▶ **ESTRATTO DEL TESTO**
= = = = =
Quindi abbiamo riletto l’esercizio della misericordia nella pratica dell’accompagnamento spirituale dei padri di Gaza. Quella cura che Barsanufio, Giovanni e Doroteo hanno saputo mostrare nei confronti di quanti ricorrevano alla loro parola non era altro che il riflesso della cura che Dio si prende di ogni essere creato. Dio si prende cura, e in ciò rivela il suo volto più autentico; ed è questa cura che tiene in vita il mondo, secondo i padri di Gaza. Ma per essere colta, essa richiede umiltà, condizione necessaria alla pratica della misericordia e del perdono. Solo l’umile potrà fare della misericordia l’orizzonte della propria esistenza, e saprà vivere di una misericordia vera e non illusoria.

Infine, dopo l’Egitto e la Palestina, abbiamo ascoltato una voce proveniente dalla Mesopotamia, Isacco di Ninive, in particolare la sua riflessione sul rapporto tra giustizia e misericordia. La misericordia di Dio, afferma il Ninivita, non può essere bilanciata dalla sua esigenza di giustizia, non perché abbia un peso maggiore di quest’ultima, ma perché la trascende, essendo il suo amore eterno e immutabile. Partendo da tale considerazione, egli prospetta la possibilità di una salvezza universale, che è e resta, nonostante il peccato delle creature, il desiderio più profondo del Dio che Isacco ha imparato a conoscere nella propria esperienza di peccatore sempre perdonato. La croce non è altro che la rivelazione più alta di tale sentimento di Dio. Ogni atto divino, anche il suo giudizio, mira alla guarigione; anche il fuoco della geenna non è espressione di vendetta ma di amore.

La terza direttrice delle nostre riflessioni ha ripercorso la testimonianza di alcune figure che hanno saputo mostrare nella loro stessa esistenza la forza rigenerante del perdono e della misericordia, mostrandosi come altrettanti riflessi del Dio-agape in cui hanno mostrato così di credere non solo a parole ma con la vita: il principe Vladimir di Kiev (di cui ricorre il millennario della morte), che ha saputo mostrare la propria conversione al Cristo mite e umile di cuore tramite un esercizio del proprio potere politico che del Vangelo, recentemente accolto, tentava di farsi espressione; Nil Sorskij, che ha sentito la propria chiamata alla vita monastica come un appello a ricevere misericordia; padreAleksandr Men’ testimone di una misericordia pagata a caro prezzo, che in una società abbrutita ha saputo rimanere fedele al volto misericordioso del Padre e a testimoniarlo fino al dono della propria vita; Matta el-Maskin che ha saputo vivere e annunciare il perdono e la misericordia come l’espressione più eloquente della vitalità di quell’uomo nuovo che cresce nell’intimo di ogni essere vivente, affermando che il perdono denota la vera forza interiore, l’essere nuova creatura in Cristo.
= = = = =
▶ **COSA SI CHIEDE**
**1)** Secondo il brano sulla misericordia, perché per Isacco di Ninive la misericordia di Dio non può essere bilanciata dalla sua esigenza di giustizia? Rispondi in una o due frasi.
**2)** Ricopia senza cambiare nulla la parte del brano che va da "Quindi abbiamo riletto" fino a "e non illusoria." compreso.
Le righe riportate qui non hanno alcun legame con il brano.

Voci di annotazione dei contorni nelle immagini
= = = = =
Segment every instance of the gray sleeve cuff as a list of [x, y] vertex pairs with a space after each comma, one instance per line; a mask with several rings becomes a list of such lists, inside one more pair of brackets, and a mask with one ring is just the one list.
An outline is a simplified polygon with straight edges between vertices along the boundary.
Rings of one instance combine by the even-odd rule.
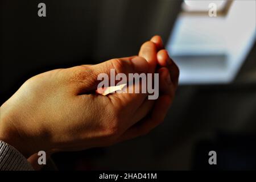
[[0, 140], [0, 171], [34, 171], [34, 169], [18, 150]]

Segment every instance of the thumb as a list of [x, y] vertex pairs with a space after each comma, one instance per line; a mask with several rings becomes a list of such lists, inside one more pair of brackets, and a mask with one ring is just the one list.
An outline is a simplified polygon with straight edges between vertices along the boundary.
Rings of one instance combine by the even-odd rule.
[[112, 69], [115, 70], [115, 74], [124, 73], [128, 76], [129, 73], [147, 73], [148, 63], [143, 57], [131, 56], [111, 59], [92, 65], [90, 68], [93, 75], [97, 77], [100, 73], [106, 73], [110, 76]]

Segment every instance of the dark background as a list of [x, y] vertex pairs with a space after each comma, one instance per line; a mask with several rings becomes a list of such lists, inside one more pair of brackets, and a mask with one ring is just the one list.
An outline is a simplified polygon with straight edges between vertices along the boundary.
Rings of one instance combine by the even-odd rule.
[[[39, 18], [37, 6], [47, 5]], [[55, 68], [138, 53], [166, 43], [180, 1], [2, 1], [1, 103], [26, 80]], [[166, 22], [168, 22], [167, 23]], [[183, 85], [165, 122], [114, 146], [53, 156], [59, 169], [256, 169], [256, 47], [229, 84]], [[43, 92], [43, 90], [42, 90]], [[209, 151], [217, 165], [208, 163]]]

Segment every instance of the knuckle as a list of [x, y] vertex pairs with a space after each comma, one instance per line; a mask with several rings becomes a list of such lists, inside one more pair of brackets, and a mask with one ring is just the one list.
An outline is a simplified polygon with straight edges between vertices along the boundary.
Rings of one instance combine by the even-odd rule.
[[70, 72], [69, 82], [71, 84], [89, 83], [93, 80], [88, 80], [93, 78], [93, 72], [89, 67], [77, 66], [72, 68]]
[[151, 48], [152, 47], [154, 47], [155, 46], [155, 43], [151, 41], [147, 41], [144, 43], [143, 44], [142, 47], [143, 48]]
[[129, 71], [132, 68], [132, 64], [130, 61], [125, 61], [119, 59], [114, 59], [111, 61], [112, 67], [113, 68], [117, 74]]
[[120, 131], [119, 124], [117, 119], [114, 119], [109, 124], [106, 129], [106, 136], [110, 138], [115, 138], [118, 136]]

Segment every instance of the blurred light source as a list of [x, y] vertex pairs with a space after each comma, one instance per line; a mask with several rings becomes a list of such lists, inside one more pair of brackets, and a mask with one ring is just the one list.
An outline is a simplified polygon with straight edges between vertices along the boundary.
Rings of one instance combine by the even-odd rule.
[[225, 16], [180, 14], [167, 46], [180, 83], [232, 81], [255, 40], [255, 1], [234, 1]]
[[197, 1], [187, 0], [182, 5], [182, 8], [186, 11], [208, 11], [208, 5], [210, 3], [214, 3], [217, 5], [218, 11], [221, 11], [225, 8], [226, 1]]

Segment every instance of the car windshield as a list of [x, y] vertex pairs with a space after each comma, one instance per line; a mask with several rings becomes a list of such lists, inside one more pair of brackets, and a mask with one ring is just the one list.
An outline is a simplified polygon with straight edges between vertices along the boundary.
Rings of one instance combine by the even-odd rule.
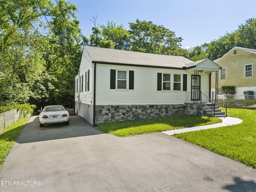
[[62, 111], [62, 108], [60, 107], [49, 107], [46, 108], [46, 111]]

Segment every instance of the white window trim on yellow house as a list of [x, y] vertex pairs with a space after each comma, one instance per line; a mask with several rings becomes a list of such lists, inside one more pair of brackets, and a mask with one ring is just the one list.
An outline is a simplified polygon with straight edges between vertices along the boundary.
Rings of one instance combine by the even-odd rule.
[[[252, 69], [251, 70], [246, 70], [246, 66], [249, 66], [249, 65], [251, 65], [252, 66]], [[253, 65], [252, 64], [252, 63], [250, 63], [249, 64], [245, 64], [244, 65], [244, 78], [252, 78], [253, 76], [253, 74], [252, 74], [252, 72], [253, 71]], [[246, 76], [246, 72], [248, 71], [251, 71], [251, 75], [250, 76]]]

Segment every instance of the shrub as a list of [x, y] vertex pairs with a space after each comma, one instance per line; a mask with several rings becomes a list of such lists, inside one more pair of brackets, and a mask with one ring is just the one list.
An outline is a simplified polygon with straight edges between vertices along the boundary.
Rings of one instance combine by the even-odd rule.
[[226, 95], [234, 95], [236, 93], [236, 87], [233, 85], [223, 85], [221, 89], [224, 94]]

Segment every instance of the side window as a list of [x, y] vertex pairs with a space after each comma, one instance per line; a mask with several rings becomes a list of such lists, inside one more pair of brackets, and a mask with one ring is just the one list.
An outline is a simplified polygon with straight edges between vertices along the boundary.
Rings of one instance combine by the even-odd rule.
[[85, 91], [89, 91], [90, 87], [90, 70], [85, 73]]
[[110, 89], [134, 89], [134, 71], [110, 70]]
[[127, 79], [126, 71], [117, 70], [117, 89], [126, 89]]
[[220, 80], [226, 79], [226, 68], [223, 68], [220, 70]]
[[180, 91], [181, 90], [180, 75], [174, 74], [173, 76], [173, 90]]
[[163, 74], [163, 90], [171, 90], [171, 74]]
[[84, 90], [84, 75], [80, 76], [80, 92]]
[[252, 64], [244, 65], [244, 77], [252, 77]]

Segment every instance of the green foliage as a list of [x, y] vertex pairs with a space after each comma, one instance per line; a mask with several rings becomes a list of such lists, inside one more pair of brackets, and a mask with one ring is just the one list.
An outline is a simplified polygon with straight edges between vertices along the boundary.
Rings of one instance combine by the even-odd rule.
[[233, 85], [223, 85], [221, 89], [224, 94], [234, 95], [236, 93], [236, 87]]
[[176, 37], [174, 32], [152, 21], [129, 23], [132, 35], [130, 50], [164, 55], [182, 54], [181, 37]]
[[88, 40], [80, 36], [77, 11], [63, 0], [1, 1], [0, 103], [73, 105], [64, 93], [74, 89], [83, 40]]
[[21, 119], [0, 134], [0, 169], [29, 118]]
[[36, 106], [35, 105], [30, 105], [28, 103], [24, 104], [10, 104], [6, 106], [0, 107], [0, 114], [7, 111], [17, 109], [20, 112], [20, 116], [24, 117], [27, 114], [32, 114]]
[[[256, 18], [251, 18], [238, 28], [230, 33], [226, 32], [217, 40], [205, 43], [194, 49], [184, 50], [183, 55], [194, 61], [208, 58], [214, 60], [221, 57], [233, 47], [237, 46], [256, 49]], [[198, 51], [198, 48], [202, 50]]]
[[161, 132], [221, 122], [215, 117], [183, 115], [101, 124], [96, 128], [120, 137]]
= = = = =
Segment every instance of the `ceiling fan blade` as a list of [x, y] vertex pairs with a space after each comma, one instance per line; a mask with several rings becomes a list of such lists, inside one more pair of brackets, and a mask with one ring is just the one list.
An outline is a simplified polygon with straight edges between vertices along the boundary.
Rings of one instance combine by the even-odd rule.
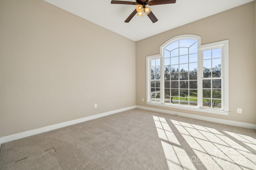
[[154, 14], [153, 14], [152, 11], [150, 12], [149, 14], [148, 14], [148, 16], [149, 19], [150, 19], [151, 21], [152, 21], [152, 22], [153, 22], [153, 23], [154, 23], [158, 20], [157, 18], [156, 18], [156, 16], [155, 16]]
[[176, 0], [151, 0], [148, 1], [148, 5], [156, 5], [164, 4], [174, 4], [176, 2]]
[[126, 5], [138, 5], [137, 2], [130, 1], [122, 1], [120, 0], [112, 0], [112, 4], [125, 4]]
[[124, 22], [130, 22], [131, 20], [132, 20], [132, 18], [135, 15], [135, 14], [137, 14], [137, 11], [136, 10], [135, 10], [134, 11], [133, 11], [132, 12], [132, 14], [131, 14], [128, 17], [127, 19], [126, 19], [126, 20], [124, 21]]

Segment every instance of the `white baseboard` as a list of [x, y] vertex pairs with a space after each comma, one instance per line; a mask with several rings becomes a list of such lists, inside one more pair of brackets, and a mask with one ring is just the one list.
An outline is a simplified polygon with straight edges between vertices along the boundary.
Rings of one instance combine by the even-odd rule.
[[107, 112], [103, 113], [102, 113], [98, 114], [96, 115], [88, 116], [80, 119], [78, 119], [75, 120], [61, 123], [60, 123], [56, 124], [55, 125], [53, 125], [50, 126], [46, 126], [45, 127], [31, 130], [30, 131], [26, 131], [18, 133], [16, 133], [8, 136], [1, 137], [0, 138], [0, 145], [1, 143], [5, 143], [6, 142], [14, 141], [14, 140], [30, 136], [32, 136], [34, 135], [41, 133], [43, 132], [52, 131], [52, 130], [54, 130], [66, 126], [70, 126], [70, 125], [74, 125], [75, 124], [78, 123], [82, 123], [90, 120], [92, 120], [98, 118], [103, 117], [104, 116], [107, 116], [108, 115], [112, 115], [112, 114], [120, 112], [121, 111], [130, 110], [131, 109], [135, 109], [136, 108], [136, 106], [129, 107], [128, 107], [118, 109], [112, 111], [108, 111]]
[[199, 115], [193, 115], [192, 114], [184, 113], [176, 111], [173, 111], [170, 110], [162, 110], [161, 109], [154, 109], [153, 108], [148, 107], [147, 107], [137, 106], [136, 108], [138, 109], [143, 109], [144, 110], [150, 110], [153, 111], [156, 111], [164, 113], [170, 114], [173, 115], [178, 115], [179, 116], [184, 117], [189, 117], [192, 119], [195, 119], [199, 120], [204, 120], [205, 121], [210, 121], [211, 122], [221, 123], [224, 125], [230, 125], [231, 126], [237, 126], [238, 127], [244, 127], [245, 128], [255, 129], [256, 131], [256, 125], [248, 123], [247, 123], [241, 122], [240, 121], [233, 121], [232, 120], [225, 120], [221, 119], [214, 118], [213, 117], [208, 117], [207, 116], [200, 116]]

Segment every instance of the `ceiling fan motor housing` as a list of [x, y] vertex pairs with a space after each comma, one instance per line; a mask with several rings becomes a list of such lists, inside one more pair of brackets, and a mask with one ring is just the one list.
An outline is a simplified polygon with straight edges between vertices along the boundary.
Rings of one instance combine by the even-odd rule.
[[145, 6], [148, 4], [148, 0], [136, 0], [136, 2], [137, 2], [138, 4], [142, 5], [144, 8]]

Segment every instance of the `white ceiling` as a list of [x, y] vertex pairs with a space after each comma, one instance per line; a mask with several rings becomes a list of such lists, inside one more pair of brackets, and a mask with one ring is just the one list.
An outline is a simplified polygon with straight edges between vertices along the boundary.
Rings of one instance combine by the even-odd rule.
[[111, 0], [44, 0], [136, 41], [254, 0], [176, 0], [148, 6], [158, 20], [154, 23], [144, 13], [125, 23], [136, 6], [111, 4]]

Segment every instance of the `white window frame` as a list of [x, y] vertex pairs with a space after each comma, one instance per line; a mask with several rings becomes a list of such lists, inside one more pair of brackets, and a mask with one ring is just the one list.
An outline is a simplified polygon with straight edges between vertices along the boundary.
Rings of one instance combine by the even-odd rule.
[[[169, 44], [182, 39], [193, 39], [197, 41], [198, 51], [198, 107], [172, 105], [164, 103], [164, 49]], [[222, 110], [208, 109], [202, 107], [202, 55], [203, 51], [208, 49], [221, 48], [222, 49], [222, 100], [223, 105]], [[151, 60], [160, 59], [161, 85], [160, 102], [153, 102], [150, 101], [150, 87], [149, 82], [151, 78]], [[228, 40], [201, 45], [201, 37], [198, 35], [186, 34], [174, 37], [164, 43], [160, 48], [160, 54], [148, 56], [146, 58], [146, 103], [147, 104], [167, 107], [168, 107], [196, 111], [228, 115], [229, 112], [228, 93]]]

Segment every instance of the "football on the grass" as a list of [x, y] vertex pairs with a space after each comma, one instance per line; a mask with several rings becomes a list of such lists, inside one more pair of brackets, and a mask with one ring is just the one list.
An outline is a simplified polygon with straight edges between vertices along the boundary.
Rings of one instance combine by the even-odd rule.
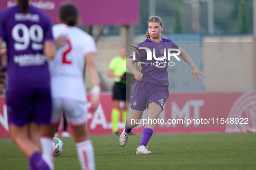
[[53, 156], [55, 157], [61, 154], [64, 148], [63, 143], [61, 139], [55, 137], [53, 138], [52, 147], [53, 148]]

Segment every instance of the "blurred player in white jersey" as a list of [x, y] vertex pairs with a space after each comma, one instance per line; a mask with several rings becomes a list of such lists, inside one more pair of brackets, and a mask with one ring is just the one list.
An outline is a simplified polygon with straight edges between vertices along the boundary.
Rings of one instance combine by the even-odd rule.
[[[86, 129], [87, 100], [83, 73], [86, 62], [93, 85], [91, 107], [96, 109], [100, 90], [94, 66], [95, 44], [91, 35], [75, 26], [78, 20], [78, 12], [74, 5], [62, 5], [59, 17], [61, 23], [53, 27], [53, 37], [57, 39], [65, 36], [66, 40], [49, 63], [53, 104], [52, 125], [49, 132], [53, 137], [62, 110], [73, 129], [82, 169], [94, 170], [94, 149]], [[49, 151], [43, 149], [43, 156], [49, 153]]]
= = = = =
▶ **SOLUZIONI PER CONSEGNA**
**1)** Non perché abbia un peso maggiore della giustizia, ma perché la trascende. L'amore di Dio, infatti, è eterno e immutabile.

**2)**
Quindi abbiamo riletto l’esercizio della misericordia nella pratica dell’accompagnamento spirituale dei padri di Gaza. Quella cura che Barsanufio, Giovanni e Doroteo hanno saputo mostrare nei confronti di quanti ricorrevano alla loro parola non era altro che il riflesso della cura che Dio si prende di ogni essere creato. Dio si prende cura, e in ciò rivela il suo volto più autentico; ed è questa cura che tiene in vita il mondo, secondo i padri di Gaza. Ma per essere colta, essa richiede umiltà, condizione necessaria alla pratica della misericordia e del perdono. Solo l’umile potrà fare della misericordia l’orizzonte della propria esistenza, e saprà vivere di una misericordia vera e non illusoria.